** begin EXERCISE INPUT **
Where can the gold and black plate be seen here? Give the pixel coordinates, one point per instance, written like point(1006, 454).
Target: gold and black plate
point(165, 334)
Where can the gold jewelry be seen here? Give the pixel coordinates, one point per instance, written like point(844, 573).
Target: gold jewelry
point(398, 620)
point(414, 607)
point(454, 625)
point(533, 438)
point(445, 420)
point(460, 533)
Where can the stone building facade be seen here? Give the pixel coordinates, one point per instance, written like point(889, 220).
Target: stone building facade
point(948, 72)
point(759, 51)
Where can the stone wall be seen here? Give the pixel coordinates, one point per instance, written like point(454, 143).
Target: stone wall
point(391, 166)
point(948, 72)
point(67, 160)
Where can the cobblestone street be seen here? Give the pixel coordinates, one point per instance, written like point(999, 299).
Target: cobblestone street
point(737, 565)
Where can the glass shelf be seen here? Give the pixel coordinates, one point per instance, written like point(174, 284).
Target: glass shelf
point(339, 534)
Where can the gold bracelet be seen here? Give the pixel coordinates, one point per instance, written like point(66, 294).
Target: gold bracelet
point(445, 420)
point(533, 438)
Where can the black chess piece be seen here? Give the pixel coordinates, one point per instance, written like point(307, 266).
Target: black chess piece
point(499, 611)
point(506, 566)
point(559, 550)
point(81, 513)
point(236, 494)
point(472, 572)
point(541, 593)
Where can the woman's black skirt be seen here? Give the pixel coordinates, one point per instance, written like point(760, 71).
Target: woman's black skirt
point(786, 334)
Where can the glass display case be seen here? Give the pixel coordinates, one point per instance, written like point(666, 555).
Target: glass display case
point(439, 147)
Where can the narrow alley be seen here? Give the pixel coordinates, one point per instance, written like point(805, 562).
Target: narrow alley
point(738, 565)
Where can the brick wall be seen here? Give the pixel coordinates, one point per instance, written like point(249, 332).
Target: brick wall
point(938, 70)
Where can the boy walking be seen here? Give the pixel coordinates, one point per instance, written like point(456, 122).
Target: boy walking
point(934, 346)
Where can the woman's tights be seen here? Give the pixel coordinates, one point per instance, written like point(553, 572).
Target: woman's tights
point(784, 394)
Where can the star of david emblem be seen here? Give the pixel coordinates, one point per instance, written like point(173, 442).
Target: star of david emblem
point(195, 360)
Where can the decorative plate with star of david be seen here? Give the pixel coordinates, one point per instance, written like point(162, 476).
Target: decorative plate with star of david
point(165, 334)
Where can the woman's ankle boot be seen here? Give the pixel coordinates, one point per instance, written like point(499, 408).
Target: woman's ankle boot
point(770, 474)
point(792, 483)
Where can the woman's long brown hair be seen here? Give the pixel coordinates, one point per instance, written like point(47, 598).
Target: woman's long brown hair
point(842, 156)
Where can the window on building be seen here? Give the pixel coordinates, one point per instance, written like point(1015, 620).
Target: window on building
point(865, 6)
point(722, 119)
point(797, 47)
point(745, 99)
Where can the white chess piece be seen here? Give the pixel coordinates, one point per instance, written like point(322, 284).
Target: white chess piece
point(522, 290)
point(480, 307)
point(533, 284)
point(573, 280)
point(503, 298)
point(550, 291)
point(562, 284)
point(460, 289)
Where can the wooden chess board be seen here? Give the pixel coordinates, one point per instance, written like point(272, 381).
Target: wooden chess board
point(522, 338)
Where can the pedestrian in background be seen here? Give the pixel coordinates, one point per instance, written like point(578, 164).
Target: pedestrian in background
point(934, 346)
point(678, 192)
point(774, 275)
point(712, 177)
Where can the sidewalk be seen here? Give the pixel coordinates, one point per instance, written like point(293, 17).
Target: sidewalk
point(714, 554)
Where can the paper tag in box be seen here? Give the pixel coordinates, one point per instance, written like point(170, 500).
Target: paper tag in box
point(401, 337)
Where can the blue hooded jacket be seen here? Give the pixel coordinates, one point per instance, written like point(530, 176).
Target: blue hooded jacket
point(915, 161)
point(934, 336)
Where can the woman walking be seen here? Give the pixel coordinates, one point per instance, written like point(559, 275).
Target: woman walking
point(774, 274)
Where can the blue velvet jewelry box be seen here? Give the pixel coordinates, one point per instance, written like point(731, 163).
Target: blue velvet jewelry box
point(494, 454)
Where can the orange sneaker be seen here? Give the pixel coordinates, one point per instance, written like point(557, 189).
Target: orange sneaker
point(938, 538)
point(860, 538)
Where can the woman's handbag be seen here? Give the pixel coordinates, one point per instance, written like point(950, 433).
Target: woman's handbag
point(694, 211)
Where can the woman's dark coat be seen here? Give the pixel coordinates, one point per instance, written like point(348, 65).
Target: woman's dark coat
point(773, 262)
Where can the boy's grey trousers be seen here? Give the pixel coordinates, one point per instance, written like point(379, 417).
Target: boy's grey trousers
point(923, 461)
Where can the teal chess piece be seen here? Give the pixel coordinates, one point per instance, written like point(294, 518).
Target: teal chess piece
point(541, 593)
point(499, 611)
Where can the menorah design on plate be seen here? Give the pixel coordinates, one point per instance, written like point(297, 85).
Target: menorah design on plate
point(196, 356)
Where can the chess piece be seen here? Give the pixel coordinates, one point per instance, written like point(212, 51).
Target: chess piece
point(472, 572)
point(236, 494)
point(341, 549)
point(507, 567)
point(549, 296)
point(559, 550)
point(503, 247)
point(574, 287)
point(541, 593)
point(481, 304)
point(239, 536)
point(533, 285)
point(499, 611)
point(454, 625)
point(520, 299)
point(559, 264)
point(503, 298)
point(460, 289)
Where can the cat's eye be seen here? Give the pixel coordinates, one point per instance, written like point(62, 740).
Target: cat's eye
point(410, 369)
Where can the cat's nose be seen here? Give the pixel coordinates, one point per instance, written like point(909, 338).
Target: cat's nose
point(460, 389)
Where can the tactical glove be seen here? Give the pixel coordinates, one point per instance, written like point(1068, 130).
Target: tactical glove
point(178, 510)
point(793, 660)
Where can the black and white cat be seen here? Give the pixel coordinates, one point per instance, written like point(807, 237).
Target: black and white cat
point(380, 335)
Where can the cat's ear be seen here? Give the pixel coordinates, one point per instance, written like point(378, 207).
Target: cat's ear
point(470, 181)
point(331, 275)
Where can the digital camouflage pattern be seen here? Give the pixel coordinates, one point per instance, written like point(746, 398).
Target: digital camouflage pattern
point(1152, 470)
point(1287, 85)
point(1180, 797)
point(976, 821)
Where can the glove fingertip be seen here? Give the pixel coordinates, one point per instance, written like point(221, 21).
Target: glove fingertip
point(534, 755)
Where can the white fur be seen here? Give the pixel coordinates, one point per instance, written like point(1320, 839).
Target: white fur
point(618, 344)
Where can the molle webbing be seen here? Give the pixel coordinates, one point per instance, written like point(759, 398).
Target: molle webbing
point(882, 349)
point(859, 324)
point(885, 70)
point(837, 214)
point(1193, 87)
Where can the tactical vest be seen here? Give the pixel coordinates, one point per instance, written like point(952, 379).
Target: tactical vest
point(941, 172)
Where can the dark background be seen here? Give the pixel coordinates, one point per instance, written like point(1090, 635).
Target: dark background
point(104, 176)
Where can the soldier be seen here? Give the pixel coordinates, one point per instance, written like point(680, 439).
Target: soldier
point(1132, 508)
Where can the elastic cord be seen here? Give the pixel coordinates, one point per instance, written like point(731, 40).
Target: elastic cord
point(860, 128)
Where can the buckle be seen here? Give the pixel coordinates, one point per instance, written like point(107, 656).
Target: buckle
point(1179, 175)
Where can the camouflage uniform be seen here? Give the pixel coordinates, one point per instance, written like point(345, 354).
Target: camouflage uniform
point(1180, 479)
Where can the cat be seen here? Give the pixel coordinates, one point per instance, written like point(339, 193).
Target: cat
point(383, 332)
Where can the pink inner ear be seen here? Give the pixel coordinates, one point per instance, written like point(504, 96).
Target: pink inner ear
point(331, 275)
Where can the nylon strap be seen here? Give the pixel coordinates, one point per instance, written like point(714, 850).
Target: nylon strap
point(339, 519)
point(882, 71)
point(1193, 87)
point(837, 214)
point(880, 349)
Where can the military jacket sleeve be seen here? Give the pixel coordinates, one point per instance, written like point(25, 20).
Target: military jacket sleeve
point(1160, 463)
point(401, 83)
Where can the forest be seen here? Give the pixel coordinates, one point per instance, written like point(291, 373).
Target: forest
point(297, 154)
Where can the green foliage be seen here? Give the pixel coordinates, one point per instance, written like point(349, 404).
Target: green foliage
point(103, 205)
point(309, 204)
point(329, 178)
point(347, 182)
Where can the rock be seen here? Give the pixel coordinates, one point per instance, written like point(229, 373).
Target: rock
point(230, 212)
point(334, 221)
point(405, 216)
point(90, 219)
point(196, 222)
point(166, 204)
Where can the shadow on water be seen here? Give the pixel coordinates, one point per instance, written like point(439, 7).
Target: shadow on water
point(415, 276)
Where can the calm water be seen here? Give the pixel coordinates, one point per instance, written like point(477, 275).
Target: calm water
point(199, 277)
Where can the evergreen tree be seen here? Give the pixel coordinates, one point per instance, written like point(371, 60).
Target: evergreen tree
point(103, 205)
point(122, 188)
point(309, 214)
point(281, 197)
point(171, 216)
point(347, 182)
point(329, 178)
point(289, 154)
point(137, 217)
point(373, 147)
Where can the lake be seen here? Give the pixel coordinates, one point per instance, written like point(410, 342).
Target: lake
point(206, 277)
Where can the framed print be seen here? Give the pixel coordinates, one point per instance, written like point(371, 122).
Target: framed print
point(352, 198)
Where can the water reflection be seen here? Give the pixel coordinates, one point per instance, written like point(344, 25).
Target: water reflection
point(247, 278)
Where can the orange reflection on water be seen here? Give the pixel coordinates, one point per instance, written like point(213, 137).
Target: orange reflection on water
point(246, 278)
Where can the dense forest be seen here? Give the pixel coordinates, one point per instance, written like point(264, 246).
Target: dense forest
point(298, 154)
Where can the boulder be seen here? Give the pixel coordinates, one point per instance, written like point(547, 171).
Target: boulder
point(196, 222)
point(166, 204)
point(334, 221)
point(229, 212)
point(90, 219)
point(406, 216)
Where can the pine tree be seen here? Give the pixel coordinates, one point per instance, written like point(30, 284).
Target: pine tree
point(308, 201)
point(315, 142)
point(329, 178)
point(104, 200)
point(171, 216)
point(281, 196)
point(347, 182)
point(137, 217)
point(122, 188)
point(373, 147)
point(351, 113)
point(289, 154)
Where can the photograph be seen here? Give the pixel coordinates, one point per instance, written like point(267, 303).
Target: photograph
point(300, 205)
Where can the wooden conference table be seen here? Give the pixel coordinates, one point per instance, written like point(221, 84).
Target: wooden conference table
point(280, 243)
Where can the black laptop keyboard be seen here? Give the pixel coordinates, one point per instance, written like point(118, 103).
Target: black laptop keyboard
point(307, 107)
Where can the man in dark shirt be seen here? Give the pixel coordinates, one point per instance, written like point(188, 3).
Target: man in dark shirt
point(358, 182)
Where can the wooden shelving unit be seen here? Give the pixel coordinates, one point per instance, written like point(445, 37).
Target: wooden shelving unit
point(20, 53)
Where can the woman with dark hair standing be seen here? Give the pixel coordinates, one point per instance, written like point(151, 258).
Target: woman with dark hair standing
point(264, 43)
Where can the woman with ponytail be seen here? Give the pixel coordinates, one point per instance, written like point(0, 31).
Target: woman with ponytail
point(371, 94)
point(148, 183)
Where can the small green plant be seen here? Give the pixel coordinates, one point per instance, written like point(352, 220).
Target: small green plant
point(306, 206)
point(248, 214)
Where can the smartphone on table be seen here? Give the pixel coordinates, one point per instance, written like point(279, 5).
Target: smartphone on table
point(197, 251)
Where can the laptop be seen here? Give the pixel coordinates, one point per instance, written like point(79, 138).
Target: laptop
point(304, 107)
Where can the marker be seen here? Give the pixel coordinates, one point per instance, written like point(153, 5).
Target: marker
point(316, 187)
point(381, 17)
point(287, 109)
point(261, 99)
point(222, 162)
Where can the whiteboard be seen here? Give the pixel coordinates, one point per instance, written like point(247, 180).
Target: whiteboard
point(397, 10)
** end EXERCISE INPUT **
WRITTEN TASK - Place the lines above, starting at the line that contains "Where can the decorative" and ending at the line that contains "point(494, 454)", into a JSON list of strings with one string per line and blank lines left out.

CORRECT RESULT -
[
  "Where can the decorative plate with star of david be seen here? Give the pixel coordinates, one point per instance, written like point(162, 476).",
  "Target: decorative plate with star of david",
  "point(165, 334)",
  "Where can the woman's ankle boot be seen here? Give the pixel coordinates, one point per instance, written like point(499, 408).",
  "Target: woman's ankle boot",
  "point(770, 474)",
  "point(792, 483)",
  "Where can the woman's long brown hair be seen here? Give the pixel coordinates, one point per instance, written like point(47, 598).",
  "Target: woman's long brown hair",
  "point(842, 156)",
  "Where can the window on building be seen here? Give the pixel coordinates, one point per instance, written like point(1015, 620).",
  "Target: window on building",
  "point(865, 6)",
  "point(722, 119)",
  "point(797, 47)",
  "point(745, 99)",
  "Where can the white chess piece be seen here? Give the pixel coordinates, one point per instance, written like point(322, 284).",
  "Target: white chess piece",
  "point(522, 290)",
  "point(480, 307)",
  "point(533, 284)",
  "point(573, 280)",
  "point(503, 298)",
  "point(550, 291)",
  "point(562, 284)",
  "point(460, 289)",
  "Where can the wooden chess board be seen here? Give the pixel coordinates, one point per instance, written like point(272, 381).",
  "Target: wooden chess board",
  "point(522, 338)",
  "Where can the pedestrian in background be seen here? Give the pixel coordinates, one point per instance, written like point(578, 164).",
  "Target: pedestrian in background",
  "point(934, 346)",
  "point(678, 192)",
  "point(774, 275)",
  "point(712, 177)",
  "Where can the sidewalk be seen here? Give the pixel coordinates, one point per instance, written like point(293, 17).",
  "Target: sidewalk",
  "point(714, 554)",
  "Where can the paper tag in box be seen here? Give the pixel coordinates, one point per instance, written like point(170, 500).",
  "Target: paper tag in box",
  "point(401, 337)",
  "Where can the blue hooded jacket be seen here? Give the pixel coordinates, one point per instance, written like point(530, 176).",
  "Target: blue hooded jacket",
  "point(915, 161)",
  "point(934, 336)",
  "Where can the woman walking be seen here? Give the pixel coordinates, one point per instance, written like point(559, 275).",
  "Target: woman walking",
  "point(774, 274)",
  "Where can the blue velvet jewelry box be seen here? Give the pixel coordinates, one point per instance, written like point(731, 163).",
  "Target: blue velvet jewelry box",
  "point(494, 454)"
]